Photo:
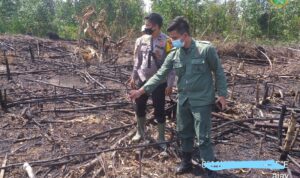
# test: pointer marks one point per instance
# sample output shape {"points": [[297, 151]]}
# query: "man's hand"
{"points": [[134, 94], [222, 101], [169, 91], [132, 84]]}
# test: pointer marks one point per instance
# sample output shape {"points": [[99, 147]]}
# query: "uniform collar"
{"points": [[188, 50]]}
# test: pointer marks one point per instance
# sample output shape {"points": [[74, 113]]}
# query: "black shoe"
{"points": [[186, 163]]}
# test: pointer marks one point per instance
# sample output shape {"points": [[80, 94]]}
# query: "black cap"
{"points": [[155, 18]]}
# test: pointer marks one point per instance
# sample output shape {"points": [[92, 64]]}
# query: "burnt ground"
{"points": [[69, 119]]}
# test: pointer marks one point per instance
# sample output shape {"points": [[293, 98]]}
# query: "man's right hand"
{"points": [[132, 84], [134, 94]]}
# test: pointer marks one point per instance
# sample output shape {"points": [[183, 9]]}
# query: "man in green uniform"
{"points": [[200, 74]]}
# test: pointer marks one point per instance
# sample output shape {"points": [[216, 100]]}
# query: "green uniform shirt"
{"points": [[194, 68]]}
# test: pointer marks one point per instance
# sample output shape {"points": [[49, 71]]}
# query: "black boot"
{"points": [[186, 163]]}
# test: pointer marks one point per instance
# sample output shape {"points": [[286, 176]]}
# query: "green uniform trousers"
{"points": [[191, 121]]}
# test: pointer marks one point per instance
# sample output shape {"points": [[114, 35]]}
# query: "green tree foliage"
{"points": [[244, 19], [230, 19]]}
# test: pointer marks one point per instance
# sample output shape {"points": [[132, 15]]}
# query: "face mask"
{"points": [[177, 43], [149, 31]]}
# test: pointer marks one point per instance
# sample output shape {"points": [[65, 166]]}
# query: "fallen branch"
{"points": [[41, 162], [3, 164], [108, 131]]}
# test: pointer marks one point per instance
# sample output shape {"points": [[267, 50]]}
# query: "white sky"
{"points": [[147, 7]]}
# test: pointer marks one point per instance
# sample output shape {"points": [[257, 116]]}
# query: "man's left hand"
{"points": [[169, 91]]}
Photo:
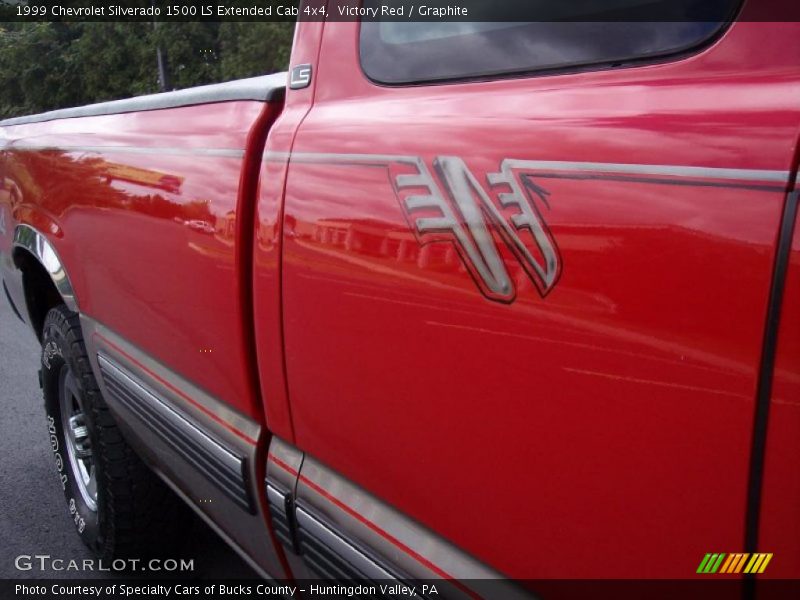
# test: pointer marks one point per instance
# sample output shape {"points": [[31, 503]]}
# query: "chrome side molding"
{"points": [[223, 467], [40, 247]]}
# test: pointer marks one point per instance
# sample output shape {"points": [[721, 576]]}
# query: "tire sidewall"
{"points": [[57, 355]]}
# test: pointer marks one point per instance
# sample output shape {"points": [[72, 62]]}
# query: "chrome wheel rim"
{"points": [[78, 441]]}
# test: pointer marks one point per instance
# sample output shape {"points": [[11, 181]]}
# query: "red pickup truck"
{"points": [[496, 301]]}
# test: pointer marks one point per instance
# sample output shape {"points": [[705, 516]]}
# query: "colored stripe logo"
{"points": [[742, 562]]}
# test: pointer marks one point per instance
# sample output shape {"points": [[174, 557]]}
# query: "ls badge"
{"points": [[458, 208]]}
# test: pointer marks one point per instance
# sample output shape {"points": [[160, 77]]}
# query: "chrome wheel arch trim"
{"points": [[35, 242]]}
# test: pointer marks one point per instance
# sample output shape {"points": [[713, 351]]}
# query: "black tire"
{"points": [[134, 514]]}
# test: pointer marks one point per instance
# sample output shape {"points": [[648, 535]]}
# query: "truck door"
{"points": [[526, 271]]}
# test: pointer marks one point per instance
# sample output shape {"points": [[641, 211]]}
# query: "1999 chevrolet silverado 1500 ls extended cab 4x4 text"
{"points": [[525, 310]]}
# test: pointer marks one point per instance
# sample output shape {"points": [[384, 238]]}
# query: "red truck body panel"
{"points": [[146, 226], [591, 417]]}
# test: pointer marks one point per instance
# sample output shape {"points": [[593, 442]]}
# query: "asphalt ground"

• [Work instruction]: Before copying the data, remove the pictures. Then repeat the rest exactly.

• [Your response]:
Photo:
# test: pointer marks one point per instance
# sample output shape {"points": [[297, 151]]}
# query: "man's hand"
{"points": [[134, 94], [222, 101], [169, 91], [132, 84]]}
# test: pointer marks one point per instance
# sample output shape {"points": [[99, 147]]}
# query: "uniform collar"
{"points": [[188, 50]]}
# test: pointer marks one point per instance
# sample output shape {"points": [[74, 113]]}
# query: "black shoe"
{"points": [[186, 163]]}
# test: pointer marks one point per instance
# sample output shape {"points": [[80, 94]]}
# query: "black cap"
{"points": [[155, 18]]}
# test: pointer marks one point per instance
# sample output shape {"points": [[92, 64]]}
# query: "burnt ground"
{"points": [[69, 119]]}
# test: pointer marks one point per instance
# sample output shape {"points": [[293, 98]]}
# query: "man's right hand"
{"points": [[132, 84], [134, 94]]}
# test: pointer marks one point per instance
# sample output shape {"points": [[183, 9]]}
# query: "man in green uniform"
{"points": [[200, 74]]}
# test: pointer marks one point per instance
# sample output shape {"points": [[216, 100]]}
# query: "green uniform shirt"
{"points": [[194, 68]]}
# test: pointer marks one point per instance
# sample output shape {"points": [[49, 71]]}
# query: "black boot"
{"points": [[186, 163]]}
# test: pointer marks one point per instance
# sample output shape {"points": [[286, 176]]}
# query: "green uniform trousers"
{"points": [[191, 121]]}
# test: pointer marks one point per instance
# sample output shape {"points": [[114, 35]]}
# query: "green tree foliage"
{"points": [[244, 19], [230, 19]]}
# test: pointer marks one point per instance
# sample output shape {"points": [[132, 15]]}
# query: "face mask"
{"points": [[177, 43], [149, 31]]}
# test: pointer marks one point per instance
# sample output shape {"points": [[65, 166]]}
# query: "fallen branch"
{"points": [[41, 162], [3, 164], [108, 131]]}
# test: pointer marks one point per instance
# sample output shape {"points": [[267, 50]]}
# query: "white sky"
{"points": [[147, 7]]}
# test: pointer marks one point per instance
# sample output shape {"points": [[257, 116]]}
# query: "man's left hand"
{"points": [[169, 91]]}
Photo:
# test: pointer marks one point per instance
# sample output shape {"points": [[31, 503]]}
# query: "chrome side molding"
{"points": [[223, 467], [40, 247]]}
# test: pointer marks one point per instance
# sample output shape {"points": [[721, 576]]}
# query: "tire sidewall"
{"points": [[57, 355]]}
# test: pointer marks one point per instance
# sample output shape {"points": [[72, 62]]}
# query: "chrome wheel rim"
{"points": [[78, 441]]}
# test: pointer marks one point per instance
# sample output shape {"points": [[11, 181]]}
# query: "red pickup truck"
{"points": [[496, 301]]}
# test: pointer marks one point per instance
# sample output shape {"points": [[705, 516]]}
# query: "colored stripe logo"
{"points": [[742, 562]]}
# test: pointer marks one point per instance
# sample output shape {"points": [[174, 557]]}
# query: "ls badge"
{"points": [[458, 208]]}
# test: pointer marks one point per instance
# sample output shape {"points": [[160, 77]]}
# query: "chrome wheel arch trim"
{"points": [[35, 242]]}
# test: pointer marks one point per instance
# sample output shape {"points": [[713, 351]]}
# query: "black tire"
{"points": [[134, 514]]}
# test: pointer marks one point per instance
# sample output shape {"points": [[648, 535]]}
# query: "truck door"
{"points": [[526, 271]]}
# test: pointer marks one point per instance
# sample output shape {"points": [[641, 211]]}
# query: "1999 chevrolet silverado 1500 ls extended cab 4x4 text"
{"points": [[525, 310]]}
# test: pointer marks one point per instance
# sample output shape {"points": [[384, 238]]}
# query: "red truck body panel"
{"points": [[146, 226], [591, 417]]}
# test: pointer marks one point per instance
# sample output shape {"points": [[593, 442]]}
# query: "asphalt ground"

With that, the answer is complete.